## Texte extrait:
..........
L’Éthiopie accuse l’Érythrée de se «préparer à une guerre», tandis qu’Asmara dénonce les «joutes verbales» d’Addis-Abeba, susceptibles, selon elle, «d’attiser des conflits dangereux». Les tensions entre ces deux voisins de la Corne de l’Afrique s’intensifient, ravivant la crainte d’un nouveau conflit.
Que veut l'Éthiopie ?
Depuis des mois, le Premier ministre éthiopien Abiy Ahmed, au pouvoir depuis 2018, demande un accès à la mer pour son pays. Il assure que cela doit avoir lieu par des moyens pacifiques.
L'Éthiopie, deuxième pays le plus peuplé du continent avec quelque 130 millions d'habitants, est enclavée depuis l'indépendance de l'Érythrée en 1993.
Lors d'une déclaration le 28 octobre devant le Parlement, le chef de l'exécutif éthiopien a affirmé être «absolument certain que l'Éthiopie ne restera pas enclavée». M. Abiy, qui peu après son arrivée au pouvoir avait opéré un rapprochement avec l'Érythrée, ce qui lui a valu le Nobel de la Paix -, a également demandé une «médiation», notamment américaine et européenne, afin de trouver une «résolution pacifique» avec l'Érythrée pour garantir un accès à la mer.
Pour Asmara, l'Éthiopie lorgne son port d'Assab et dénonce, par la voix de son ministre de l'Information, une rhétorique «susceptible d'attiser les conflits régionaux».
..........
## Matériel:
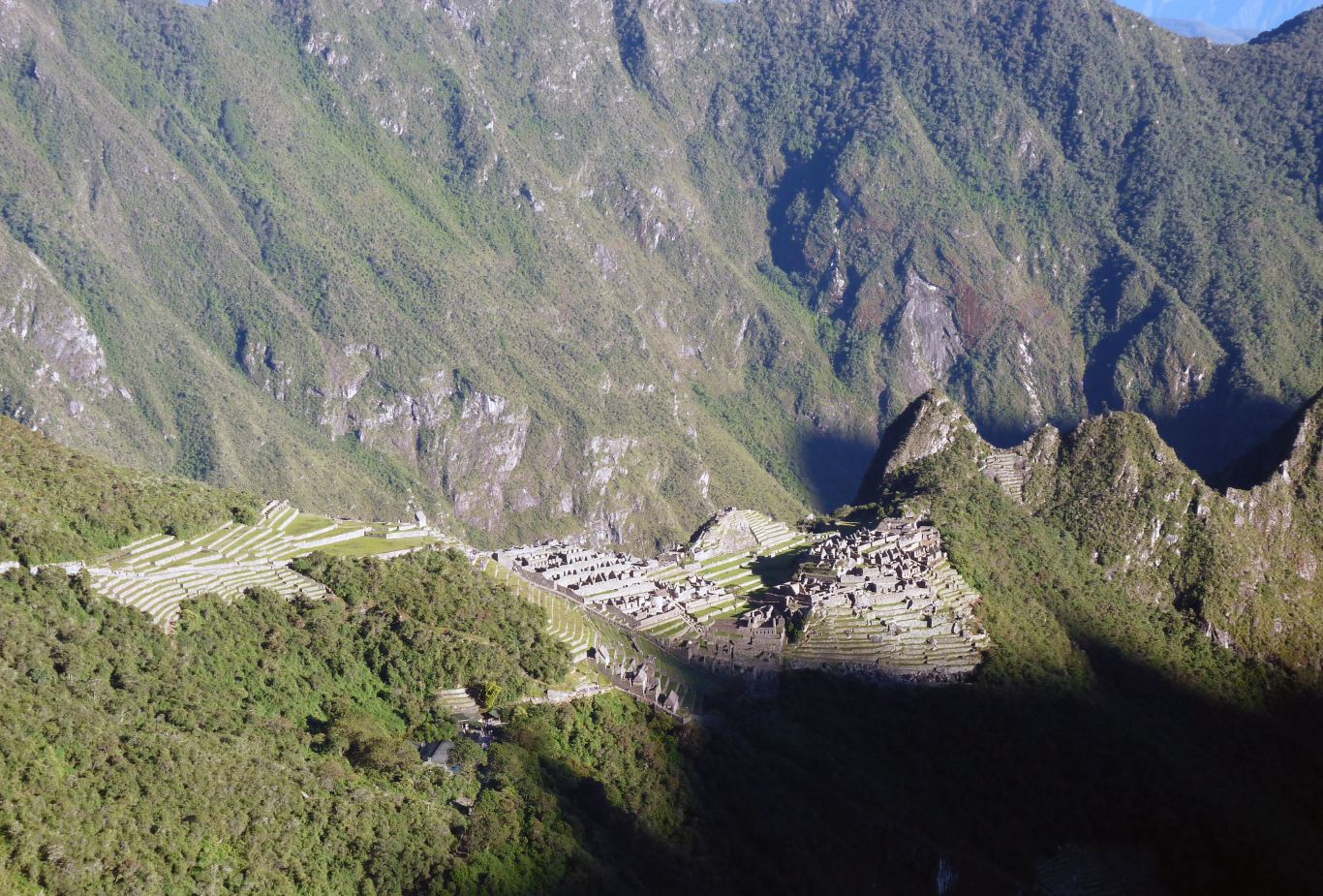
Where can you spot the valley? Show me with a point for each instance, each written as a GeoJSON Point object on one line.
{"type": "Point", "coordinates": [458, 448]}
..........
## Consignes de l'exercice:
• a. D'après l'article sur l'Éthiopie et l'Érythrée, depuis quand l'Éthiopie n'a-t-elle plus d'accès à la mer ?
• b. Recopiez le passage de l'article sur l'Éthiopie et l'Érythrée qui commence par « Depuis des mois, le » et continue jusqu'à « accès à la mer. ».
Le matériel qui précède ne sert à rien ici.

## Liste des réponses:
• a. Depuis l'indépendance de l'Érythrée en 1993.

• b.
Depuis des mois, le Premier ministre éthiopien Abiy Ahmed, au pouvoir depuis 2018, demande un accès à la mer pour son pays. Il assure que cela doit avoir lieu par des moyens pacifiques.
L'Éthiopie, deuxième pays le plus peuplé du continent avec quelque 130 millions d'habitants, est enclavée depuis l'indépendance de l'Érythrée en 1993.
Lors d'une déclaration le 28 octobre devant le Parlement, le chef de l'exécutif éthiopien a affirmé être «absolument certain que l'Éthiopie ne restera pas enclavée». M. Abiy, qui peu après son arrivée au pouvoir avait opéré un rapprochement avec l'Érythrée, ce qui lui a valu le Nobel de la Paix -, a également demandé une «médiation», notamment américaine et européenne, afin de trouver une «résolution pacifique» avec l'Érythrée pour garantir un accès à la mer.